## [What you need to do]
Pull out the lines from the one containing "Label every small tree" up to and including the one containing "xmin=61 ymin=47 xmax=573 ymax=496", reproducing each character for character. Leave out any picture placeholders that fall in that stretch.

## [Supplied records]
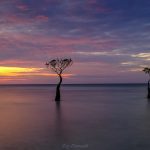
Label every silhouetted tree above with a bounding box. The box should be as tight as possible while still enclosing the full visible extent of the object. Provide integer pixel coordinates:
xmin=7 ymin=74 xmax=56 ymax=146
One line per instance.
xmin=143 ymin=67 xmax=150 ymax=98
xmin=45 ymin=59 xmax=73 ymax=101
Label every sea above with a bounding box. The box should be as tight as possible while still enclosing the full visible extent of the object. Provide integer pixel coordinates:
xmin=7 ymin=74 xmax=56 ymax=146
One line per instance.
xmin=0 ymin=84 xmax=150 ymax=150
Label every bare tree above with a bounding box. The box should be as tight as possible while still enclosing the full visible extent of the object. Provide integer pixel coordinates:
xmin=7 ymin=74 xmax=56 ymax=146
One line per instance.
xmin=143 ymin=67 xmax=150 ymax=98
xmin=45 ymin=59 xmax=73 ymax=101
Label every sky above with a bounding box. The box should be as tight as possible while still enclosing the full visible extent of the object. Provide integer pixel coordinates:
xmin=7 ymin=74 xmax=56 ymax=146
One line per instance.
xmin=0 ymin=0 xmax=150 ymax=84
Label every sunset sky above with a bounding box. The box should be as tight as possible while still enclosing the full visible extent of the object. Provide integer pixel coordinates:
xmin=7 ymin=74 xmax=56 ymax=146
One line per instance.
xmin=0 ymin=0 xmax=150 ymax=84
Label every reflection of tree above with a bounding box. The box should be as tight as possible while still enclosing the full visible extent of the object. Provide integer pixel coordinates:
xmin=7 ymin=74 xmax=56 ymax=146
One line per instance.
xmin=46 ymin=59 xmax=73 ymax=101
xmin=143 ymin=67 xmax=150 ymax=98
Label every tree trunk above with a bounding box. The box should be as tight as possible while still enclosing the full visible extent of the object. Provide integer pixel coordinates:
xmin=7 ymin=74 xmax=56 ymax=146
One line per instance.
xmin=55 ymin=74 xmax=62 ymax=101
xmin=147 ymin=80 xmax=150 ymax=99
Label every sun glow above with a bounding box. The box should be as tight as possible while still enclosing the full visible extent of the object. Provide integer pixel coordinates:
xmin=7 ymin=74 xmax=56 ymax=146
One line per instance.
xmin=0 ymin=66 xmax=41 ymax=76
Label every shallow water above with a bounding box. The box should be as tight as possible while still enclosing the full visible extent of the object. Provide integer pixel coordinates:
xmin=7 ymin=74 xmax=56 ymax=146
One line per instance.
xmin=0 ymin=85 xmax=150 ymax=150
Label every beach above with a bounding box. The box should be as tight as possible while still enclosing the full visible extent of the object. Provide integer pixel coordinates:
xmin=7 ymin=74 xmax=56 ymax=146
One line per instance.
xmin=0 ymin=84 xmax=150 ymax=150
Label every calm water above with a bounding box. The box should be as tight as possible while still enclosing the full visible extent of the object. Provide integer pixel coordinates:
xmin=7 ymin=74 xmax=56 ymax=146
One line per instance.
xmin=0 ymin=85 xmax=150 ymax=150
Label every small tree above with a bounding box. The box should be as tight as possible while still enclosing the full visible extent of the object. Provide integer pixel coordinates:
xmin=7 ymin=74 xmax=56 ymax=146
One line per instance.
xmin=45 ymin=59 xmax=73 ymax=101
xmin=143 ymin=67 xmax=150 ymax=98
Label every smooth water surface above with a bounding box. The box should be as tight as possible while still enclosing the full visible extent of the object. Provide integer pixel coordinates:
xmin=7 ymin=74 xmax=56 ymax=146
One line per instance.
xmin=0 ymin=85 xmax=150 ymax=150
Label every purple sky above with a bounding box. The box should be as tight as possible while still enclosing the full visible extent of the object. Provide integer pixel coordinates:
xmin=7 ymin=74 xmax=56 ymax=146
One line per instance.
xmin=0 ymin=0 xmax=150 ymax=84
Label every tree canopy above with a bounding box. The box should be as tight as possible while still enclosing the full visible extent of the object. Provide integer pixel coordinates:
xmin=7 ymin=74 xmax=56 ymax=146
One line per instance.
xmin=45 ymin=58 xmax=73 ymax=75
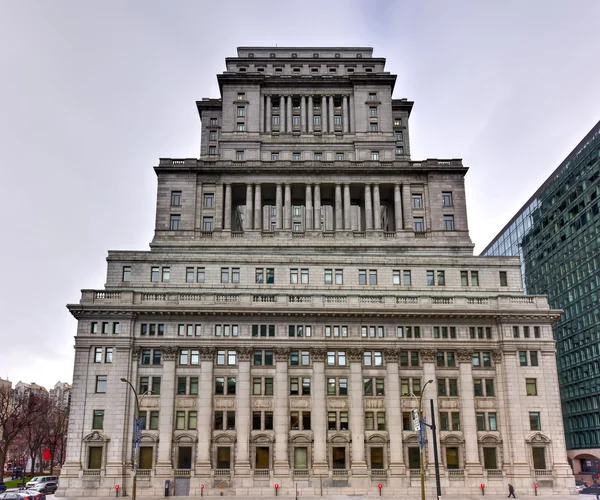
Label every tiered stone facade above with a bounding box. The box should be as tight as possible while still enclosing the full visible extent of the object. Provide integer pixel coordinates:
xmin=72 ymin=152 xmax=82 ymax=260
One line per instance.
xmin=61 ymin=47 xmax=573 ymax=496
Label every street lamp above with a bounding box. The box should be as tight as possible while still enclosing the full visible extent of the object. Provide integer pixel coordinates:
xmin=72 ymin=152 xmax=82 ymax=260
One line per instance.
xmin=121 ymin=378 xmax=140 ymax=500
xmin=419 ymin=380 xmax=433 ymax=500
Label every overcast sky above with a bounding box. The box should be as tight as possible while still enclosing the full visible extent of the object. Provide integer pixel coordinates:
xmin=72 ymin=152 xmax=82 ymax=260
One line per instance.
xmin=0 ymin=0 xmax=600 ymax=387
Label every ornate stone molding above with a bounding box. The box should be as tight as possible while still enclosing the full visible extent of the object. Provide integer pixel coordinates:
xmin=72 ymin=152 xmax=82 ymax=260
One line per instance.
xmin=310 ymin=347 xmax=327 ymax=361
xmin=161 ymin=346 xmax=178 ymax=361
xmin=347 ymin=349 xmax=363 ymax=363
xmin=456 ymin=349 xmax=473 ymax=363
xmin=420 ymin=349 xmax=437 ymax=363
xmin=238 ymin=347 xmax=252 ymax=361
xmin=200 ymin=347 xmax=215 ymax=361
xmin=275 ymin=347 xmax=290 ymax=362
xmin=383 ymin=348 xmax=400 ymax=363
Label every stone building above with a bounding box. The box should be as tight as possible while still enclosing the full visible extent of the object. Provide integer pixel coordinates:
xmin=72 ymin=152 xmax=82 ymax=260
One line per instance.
xmin=60 ymin=47 xmax=573 ymax=496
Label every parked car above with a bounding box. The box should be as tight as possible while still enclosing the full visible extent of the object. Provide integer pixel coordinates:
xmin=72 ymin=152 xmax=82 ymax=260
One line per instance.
xmin=32 ymin=481 xmax=58 ymax=495
xmin=25 ymin=476 xmax=58 ymax=489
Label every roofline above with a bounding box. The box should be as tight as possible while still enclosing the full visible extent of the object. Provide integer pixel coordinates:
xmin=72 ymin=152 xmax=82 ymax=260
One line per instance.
xmin=479 ymin=121 xmax=600 ymax=255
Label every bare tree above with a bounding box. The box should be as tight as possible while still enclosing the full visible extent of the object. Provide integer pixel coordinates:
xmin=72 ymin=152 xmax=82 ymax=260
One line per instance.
xmin=0 ymin=387 xmax=45 ymax=471
xmin=45 ymin=402 xmax=69 ymax=474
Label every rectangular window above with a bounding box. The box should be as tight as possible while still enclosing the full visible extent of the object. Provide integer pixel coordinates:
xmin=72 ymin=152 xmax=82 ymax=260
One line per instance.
xmin=92 ymin=410 xmax=104 ymax=429
xmin=529 ymin=411 xmax=542 ymax=431
xmin=413 ymin=217 xmax=425 ymax=233
xmin=96 ymin=375 xmax=108 ymax=394
xmin=525 ymin=378 xmax=537 ymax=396
xmin=442 ymin=191 xmax=454 ymax=207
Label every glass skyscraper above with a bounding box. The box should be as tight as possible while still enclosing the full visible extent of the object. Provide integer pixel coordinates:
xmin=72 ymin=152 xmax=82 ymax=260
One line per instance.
xmin=482 ymin=122 xmax=600 ymax=473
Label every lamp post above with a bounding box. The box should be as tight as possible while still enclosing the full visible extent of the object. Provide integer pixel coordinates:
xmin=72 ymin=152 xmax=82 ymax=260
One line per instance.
xmin=419 ymin=380 xmax=433 ymax=500
xmin=121 ymin=378 xmax=140 ymax=500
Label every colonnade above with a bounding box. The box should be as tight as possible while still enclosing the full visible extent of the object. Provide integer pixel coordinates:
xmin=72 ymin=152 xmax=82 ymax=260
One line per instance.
xmin=260 ymin=94 xmax=355 ymax=134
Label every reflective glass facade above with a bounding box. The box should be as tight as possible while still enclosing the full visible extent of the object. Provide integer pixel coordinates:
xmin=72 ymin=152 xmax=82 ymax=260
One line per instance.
xmin=482 ymin=123 xmax=600 ymax=449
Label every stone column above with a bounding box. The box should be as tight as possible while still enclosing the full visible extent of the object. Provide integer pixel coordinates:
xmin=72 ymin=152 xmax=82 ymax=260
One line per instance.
xmin=273 ymin=348 xmax=290 ymax=476
xmin=310 ymin=349 xmax=329 ymax=476
xmin=258 ymin=91 xmax=265 ymax=133
xmin=307 ymin=95 xmax=314 ymax=134
xmin=254 ymin=184 xmax=262 ymax=230
xmin=283 ymin=183 xmax=292 ymax=231
xmin=373 ymin=184 xmax=381 ymax=231
xmin=335 ymin=184 xmax=344 ymax=231
xmin=156 ymin=347 xmax=177 ymax=476
xmin=300 ymin=95 xmax=306 ymax=134
xmin=275 ymin=183 xmax=283 ymax=230
xmin=402 ymin=184 xmax=413 ymax=231
xmin=348 ymin=95 xmax=356 ymax=132
xmin=196 ymin=347 xmax=215 ymax=476
xmin=304 ymin=184 xmax=313 ymax=230
xmin=365 ymin=184 xmax=373 ymax=231
xmin=420 ymin=349 xmax=444 ymax=467
xmin=244 ymin=184 xmax=254 ymax=231
xmin=313 ymin=184 xmax=321 ymax=231
xmin=279 ymin=95 xmax=285 ymax=134
xmin=538 ymin=346 xmax=571 ymax=477
xmin=223 ymin=183 xmax=231 ymax=231
xmin=383 ymin=349 xmax=406 ymax=476
xmin=321 ymin=95 xmax=329 ymax=134
xmin=348 ymin=349 xmax=367 ymax=476
xmin=394 ymin=184 xmax=402 ymax=232
xmin=265 ymin=95 xmax=273 ymax=134
xmin=344 ymin=184 xmax=352 ymax=231
xmin=285 ymin=95 xmax=294 ymax=134
xmin=342 ymin=95 xmax=349 ymax=134
xmin=456 ymin=349 xmax=483 ymax=476
xmin=329 ymin=95 xmax=335 ymax=134
xmin=235 ymin=347 xmax=252 ymax=476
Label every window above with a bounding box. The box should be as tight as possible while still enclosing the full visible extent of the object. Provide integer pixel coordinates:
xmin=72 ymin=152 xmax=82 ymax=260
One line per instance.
xmin=400 ymin=351 xmax=419 ymax=366
xmin=202 ymin=217 xmax=213 ymax=233
xmin=203 ymin=193 xmax=215 ymax=208
xmin=411 ymin=194 xmax=423 ymax=208
xmin=92 ymin=410 xmax=104 ymax=429
xmin=363 ymin=351 xmax=383 ymax=366
xmin=252 ymin=325 xmax=275 ymax=337
xmin=325 ymin=325 xmax=348 ymax=337
xmin=121 ymin=266 xmax=131 ymax=282
xmin=433 ymin=326 xmax=456 ymax=339
xmin=360 ymin=326 xmax=385 ymax=339
xmin=358 ymin=269 xmax=377 ymax=285
xmin=442 ymin=191 xmax=454 ymax=207
xmin=413 ymin=217 xmax=425 ymax=233
xmin=327 ymin=351 xmax=346 ymax=366
xmin=529 ymin=411 xmax=542 ymax=431
xmin=444 ymin=215 xmax=454 ymax=231
xmin=217 ymin=351 xmax=237 ymax=366
xmin=96 ymin=375 xmax=108 ymax=394
xmin=288 ymin=325 xmax=312 ymax=337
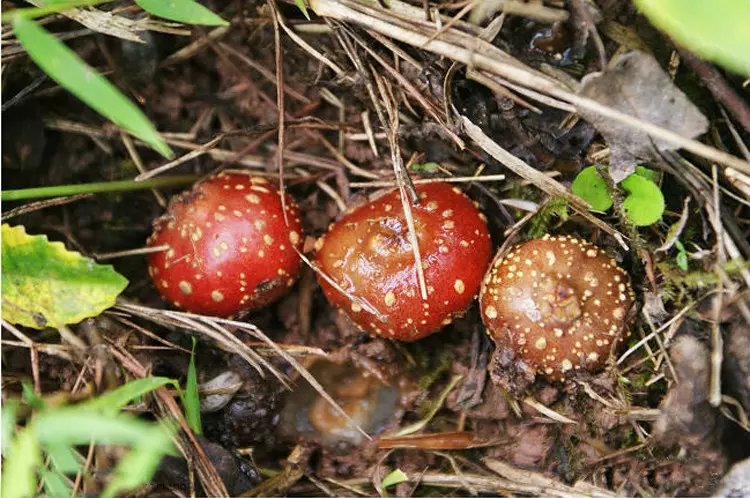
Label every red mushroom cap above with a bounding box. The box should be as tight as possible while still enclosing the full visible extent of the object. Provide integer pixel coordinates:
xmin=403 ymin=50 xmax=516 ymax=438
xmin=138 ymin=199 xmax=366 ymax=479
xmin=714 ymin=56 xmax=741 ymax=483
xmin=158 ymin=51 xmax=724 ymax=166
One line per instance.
xmin=316 ymin=183 xmax=491 ymax=341
xmin=479 ymin=235 xmax=634 ymax=380
xmin=148 ymin=172 xmax=302 ymax=316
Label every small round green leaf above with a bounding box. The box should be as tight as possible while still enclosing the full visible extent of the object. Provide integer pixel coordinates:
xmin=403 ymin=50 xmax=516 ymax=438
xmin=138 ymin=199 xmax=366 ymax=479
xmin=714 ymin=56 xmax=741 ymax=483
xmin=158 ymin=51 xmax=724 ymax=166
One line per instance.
xmin=570 ymin=166 xmax=612 ymax=212
xmin=2 ymin=224 xmax=128 ymax=329
xmin=620 ymin=174 xmax=664 ymax=227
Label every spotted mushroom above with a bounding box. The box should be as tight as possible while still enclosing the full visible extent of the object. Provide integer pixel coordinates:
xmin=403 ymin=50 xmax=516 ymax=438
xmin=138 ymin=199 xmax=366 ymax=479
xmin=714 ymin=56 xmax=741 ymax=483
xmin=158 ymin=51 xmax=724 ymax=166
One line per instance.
xmin=479 ymin=235 xmax=634 ymax=391
xmin=148 ymin=172 xmax=302 ymax=316
xmin=316 ymin=182 xmax=491 ymax=341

## [Result for this task]
Label every small tree above with a bounding box. The box should be as tight as possible while still enclosing the full visible extent of the object. Provide integer pixel coordinates:
xmin=7 ymin=74 xmax=56 ymax=146
One line per instance.
xmin=45 ymin=59 xmax=73 ymax=101
xmin=143 ymin=67 xmax=150 ymax=98
Label every smooth water surface above with a bounding box. The box should be as tight as possible while still enclosing the full visible extent of the object. Provide integer pixel coordinates:
xmin=7 ymin=74 xmax=56 ymax=146
One line per instance.
xmin=0 ymin=85 xmax=150 ymax=150
Label every purple sky above with a bounding box. The box should be as tight as possible while still enclosing the full visible extent of the object. Provide integer pixel coordinates:
xmin=7 ymin=74 xmax=56 ymax=146
One line per instance.
xmin=0 ymin=0 xmax=150 ymax=84
Label every tree canopy above with a bounding box. The box should be as tight as possible while still enclosing the full visible extent of the object. Provide integer pixel coordinates:
xmin=7 ymin=74 xmax=56 ymax=146
One line per instance.
xmin=45 ymin=58 xmax=73 ymax=75
Label every tiered stone facade above with a bounding box. The box should be as tight as possible while still enclosing the full visible extent of the object. Provide integer pixel coordinates:
xmin=72 ymin=152 xmax=82 ymax=260
One line per instance.
xmin=61 ymin=47 xmax=573 ymax=496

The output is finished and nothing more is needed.